### SOURCE DATA
----
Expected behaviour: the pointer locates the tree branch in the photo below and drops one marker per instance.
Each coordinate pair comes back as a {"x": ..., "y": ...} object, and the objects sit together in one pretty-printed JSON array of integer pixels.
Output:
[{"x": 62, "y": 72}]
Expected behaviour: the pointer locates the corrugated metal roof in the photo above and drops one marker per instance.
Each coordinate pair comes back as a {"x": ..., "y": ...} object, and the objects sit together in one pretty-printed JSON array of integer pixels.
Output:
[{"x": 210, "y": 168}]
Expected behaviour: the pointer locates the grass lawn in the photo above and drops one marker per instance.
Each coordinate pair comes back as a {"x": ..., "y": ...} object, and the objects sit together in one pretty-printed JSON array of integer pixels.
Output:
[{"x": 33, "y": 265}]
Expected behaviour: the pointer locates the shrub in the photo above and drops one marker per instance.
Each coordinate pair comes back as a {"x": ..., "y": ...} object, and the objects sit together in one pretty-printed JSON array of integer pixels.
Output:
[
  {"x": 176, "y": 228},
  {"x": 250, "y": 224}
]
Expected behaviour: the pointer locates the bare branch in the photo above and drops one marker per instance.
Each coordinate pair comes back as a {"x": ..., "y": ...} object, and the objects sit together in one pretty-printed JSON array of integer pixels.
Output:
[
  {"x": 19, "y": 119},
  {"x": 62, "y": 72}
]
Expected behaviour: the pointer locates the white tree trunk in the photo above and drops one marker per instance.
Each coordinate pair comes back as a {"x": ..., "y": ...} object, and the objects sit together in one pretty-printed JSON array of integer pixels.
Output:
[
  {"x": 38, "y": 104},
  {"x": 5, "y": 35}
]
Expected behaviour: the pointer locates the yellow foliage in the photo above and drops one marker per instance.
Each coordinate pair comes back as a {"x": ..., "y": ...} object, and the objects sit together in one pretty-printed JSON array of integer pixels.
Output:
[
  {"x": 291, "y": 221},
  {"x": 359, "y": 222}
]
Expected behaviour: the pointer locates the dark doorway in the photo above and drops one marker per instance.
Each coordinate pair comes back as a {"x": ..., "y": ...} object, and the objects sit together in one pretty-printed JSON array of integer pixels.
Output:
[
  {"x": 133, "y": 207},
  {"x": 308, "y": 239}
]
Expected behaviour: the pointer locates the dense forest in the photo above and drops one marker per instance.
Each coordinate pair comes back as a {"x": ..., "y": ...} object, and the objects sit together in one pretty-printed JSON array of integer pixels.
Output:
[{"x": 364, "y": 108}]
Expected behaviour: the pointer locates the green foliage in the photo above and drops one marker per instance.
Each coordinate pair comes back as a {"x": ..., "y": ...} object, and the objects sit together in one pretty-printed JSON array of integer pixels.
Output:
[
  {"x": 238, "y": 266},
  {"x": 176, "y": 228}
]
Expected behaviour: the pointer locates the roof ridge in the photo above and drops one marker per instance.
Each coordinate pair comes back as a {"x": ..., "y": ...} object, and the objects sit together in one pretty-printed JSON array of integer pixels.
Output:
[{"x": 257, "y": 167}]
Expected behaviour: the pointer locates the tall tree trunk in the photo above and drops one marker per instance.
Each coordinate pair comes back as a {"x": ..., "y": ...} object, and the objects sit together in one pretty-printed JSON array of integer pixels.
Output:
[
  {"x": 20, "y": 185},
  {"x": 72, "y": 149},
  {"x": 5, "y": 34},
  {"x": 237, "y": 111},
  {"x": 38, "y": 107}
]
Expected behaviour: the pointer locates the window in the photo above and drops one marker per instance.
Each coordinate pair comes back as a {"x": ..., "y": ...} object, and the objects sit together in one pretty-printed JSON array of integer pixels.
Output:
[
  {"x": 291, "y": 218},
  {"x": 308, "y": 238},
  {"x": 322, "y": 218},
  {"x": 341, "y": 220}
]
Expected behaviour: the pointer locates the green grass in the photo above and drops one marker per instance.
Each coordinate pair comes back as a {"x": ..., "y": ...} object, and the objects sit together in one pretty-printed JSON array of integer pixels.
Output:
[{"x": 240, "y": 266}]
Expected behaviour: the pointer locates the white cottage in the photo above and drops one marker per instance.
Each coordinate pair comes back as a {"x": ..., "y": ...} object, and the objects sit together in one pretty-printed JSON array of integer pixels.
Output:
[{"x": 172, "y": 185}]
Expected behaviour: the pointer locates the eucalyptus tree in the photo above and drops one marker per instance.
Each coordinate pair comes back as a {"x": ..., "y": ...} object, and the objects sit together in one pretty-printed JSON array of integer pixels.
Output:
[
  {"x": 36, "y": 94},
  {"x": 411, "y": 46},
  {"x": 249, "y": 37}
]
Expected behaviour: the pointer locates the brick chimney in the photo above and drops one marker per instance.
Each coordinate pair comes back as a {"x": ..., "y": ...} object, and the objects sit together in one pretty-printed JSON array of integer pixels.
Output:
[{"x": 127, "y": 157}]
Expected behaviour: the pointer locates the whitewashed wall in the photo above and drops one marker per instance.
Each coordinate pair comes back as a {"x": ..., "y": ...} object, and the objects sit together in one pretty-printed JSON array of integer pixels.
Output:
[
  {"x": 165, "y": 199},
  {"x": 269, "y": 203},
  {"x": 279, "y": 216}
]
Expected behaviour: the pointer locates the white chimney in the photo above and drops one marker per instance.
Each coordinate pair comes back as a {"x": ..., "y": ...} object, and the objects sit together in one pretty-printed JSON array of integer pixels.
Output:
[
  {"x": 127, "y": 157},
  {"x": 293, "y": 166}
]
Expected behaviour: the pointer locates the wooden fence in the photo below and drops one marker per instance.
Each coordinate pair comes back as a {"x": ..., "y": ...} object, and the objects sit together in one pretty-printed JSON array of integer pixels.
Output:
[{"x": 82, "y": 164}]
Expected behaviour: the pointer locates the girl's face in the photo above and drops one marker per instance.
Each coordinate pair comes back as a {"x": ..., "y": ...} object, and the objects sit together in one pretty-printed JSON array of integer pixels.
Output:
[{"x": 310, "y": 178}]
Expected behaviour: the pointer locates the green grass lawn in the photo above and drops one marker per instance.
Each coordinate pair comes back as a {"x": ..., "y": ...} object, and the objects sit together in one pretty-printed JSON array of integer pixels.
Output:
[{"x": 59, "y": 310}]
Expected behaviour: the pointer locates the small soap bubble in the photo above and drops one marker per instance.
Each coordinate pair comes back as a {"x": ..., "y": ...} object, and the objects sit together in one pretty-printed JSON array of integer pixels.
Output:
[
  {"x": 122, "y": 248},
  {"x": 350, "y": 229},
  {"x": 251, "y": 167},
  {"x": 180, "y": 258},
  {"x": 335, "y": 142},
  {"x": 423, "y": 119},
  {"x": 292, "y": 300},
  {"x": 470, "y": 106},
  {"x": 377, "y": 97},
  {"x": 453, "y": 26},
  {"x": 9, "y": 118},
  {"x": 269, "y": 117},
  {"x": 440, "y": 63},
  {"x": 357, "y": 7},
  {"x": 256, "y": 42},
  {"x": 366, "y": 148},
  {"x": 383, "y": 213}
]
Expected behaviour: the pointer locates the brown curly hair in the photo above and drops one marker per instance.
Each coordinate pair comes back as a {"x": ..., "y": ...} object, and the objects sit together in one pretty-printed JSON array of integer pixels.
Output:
----
### PROBLEM REQUIREMENTS
Copy the items above word for word, beginning at the line that contains "Expected behaviour: the pointer locates the small" and stopping after the last line of the items.

### RESPONSE
Expected behaviour: the pointer locates the small soap bubble in the photo above and drops one marker per instance.
Each coordinate pair comes back as a {"x": ..., "y": ...} object, and the objects sit together in one pretty-printed JSON array of integer pixels.
Output:
[
  {"x": 122, "y": 248},
  {"x": 350, "y": 229},
  {"x": 251, "y": 167},
  {"x": 180, "y": 258},
  {"x": 335, "y": 142},
  {"x": 423, "y": 119},
  {"x": 292, "y": 300},
  {"x": 470, "y": 106},
  {"x": 377, "y": 97},
  {"x": 453, "y": 26},
  {"x": 9, "y": 118},
  {"x": 269, "y": 117},
  {"x": 440, "y": 63},
  {"x": 357, "y": 7},
  {"x": 256, "y": 42},
  {"x": 366, "y": 148},
  {"x": 383, "y": 213}
]
Expected behaviour: the pointer locates the brown curly hair in the photo above and drops one marker per instance.
Each coordinate pair comes back as a {"x": ..., "y": ...} object, and the objects sit together in one pretty-printed JSON array of integer pixels.
Output:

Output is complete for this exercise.